» Your objective:
Copy word for word everything in the data from the line containing "vertical drainpipe ->" down to the final line of the data.

» Task input:
════════════════════
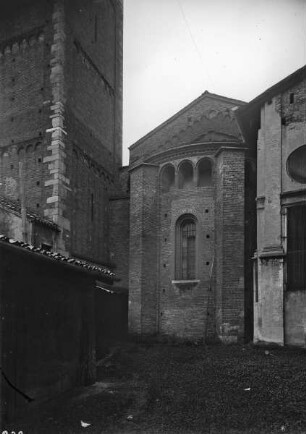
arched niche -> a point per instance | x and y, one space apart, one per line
296 165
167 178
185 174
204 172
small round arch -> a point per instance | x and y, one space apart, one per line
296 165
185 174
167 178
204 167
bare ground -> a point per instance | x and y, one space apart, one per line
180 388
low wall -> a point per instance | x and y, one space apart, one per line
47 328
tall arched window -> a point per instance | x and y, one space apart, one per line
204 173
167 178
185 174
186 248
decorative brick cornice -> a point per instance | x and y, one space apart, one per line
22 41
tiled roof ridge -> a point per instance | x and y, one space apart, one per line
57 256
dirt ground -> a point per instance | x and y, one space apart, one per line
180 388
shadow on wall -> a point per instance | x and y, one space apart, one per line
47 330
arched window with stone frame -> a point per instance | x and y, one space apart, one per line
185 248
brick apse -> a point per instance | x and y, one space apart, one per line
187 225
61 115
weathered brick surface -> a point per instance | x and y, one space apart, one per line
278 315
119 240
187 313
230 244
61 113
208 118
213 304
143 250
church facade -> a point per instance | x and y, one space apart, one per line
187 265
205 227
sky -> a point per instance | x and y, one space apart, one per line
174 50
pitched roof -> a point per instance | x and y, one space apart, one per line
15 207
186 108
103 271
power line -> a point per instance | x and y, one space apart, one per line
194 41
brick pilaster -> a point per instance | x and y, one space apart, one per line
230 244
56 160
143 250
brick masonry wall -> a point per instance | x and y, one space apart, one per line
25 37
205 115
187 313
230 244
119 240
93 121
61 89
143 250
282 131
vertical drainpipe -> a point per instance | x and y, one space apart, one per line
158 241
282 226
23 205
════════════════════
» Result of this task:
vertical drainpipe -> a point per instance | x and y, one space apart, one per line
158 241
282 226
23 205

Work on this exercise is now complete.